Image object location entries:
__________

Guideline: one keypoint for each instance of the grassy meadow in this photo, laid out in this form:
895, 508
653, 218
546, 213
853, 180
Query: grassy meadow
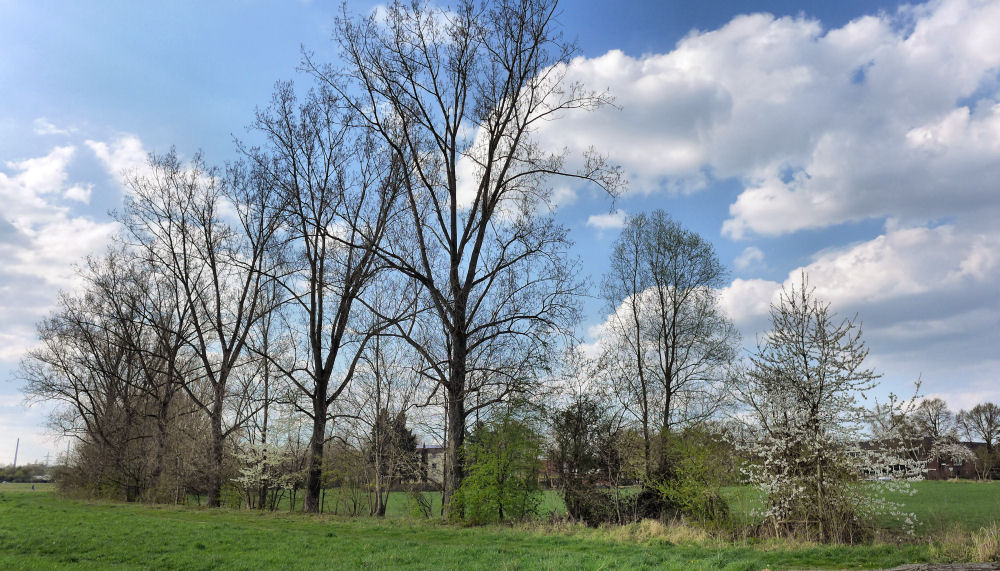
41, 530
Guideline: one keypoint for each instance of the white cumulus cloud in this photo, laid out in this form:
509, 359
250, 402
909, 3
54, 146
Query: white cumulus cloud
607, 221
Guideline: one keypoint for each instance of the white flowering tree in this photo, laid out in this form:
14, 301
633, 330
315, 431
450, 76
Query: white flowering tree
804, 431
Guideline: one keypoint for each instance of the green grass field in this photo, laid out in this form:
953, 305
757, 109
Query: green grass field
40, 530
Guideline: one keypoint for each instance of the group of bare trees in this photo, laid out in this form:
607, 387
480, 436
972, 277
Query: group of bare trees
383, 257
401, 200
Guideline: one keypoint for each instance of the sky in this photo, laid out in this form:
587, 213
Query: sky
858, 142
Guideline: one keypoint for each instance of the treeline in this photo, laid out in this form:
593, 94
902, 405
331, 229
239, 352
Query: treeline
381, 268
33, 472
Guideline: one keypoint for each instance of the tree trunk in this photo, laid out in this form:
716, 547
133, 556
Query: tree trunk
314, 477
215, 453
456, 438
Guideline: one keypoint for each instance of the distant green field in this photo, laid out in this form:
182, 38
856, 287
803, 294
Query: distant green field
40, 530
43, 531
938, 505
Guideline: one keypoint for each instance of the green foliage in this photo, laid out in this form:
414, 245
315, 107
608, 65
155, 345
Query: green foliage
419, 503
699, 466
503, 467
43, 531
25, 473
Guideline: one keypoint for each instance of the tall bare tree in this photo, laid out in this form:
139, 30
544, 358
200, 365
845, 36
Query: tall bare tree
456, 96
667, 343
338, 189
212, 236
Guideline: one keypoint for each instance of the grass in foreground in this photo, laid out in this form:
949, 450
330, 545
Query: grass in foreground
42, 530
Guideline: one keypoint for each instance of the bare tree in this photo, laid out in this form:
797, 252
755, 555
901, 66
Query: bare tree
933, 420
337, 190
112, 356
456, 96
667, 345
982, 422
176, 216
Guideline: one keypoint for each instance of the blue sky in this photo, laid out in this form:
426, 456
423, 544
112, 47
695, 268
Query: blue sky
859, 141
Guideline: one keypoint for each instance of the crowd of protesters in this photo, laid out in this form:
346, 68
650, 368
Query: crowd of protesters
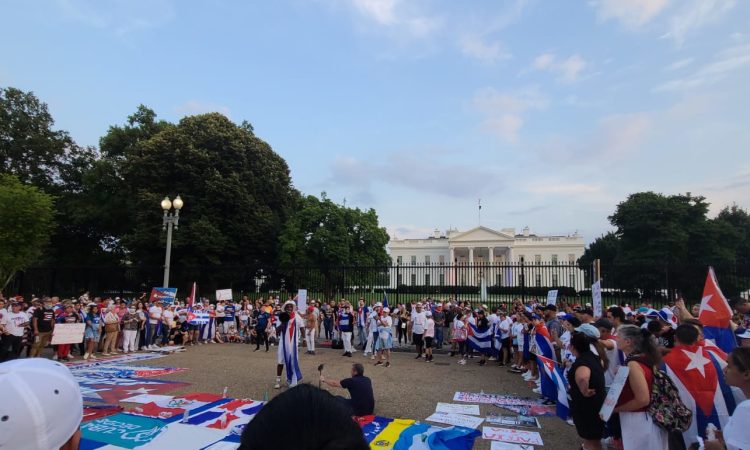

__________

WHAT YOU ARE ASKED TO DO:
Rewrite the entries from the line containing "Guideline: one keypoint for each instance of the bare" through the end of the entries, inclusive, changing "protesters" to "demonstrators" and keeping everything else the same. Omit the pictures from your answer.

SOLUTION:
Guideline: one keypoint for each instance of the bare tree in this photo, laid out in this form:
797, 252
755, 555
901, 66
Query: bare tree
933, 420
337, 190
112, 356
456, 96
667, 345
982, 422
176, 216
Guideline: one keypoint for each instance of the blue sky in this photo, laid out in this form:
426, 456
423, 544
112, 47
695, 268
Query: blue sky
859, 141
Guideline: one keypoint for each instance of the crowd of demonstrators in this photo, laid out in this form:
346, 68
650, 368
Query: crowd of demonstrators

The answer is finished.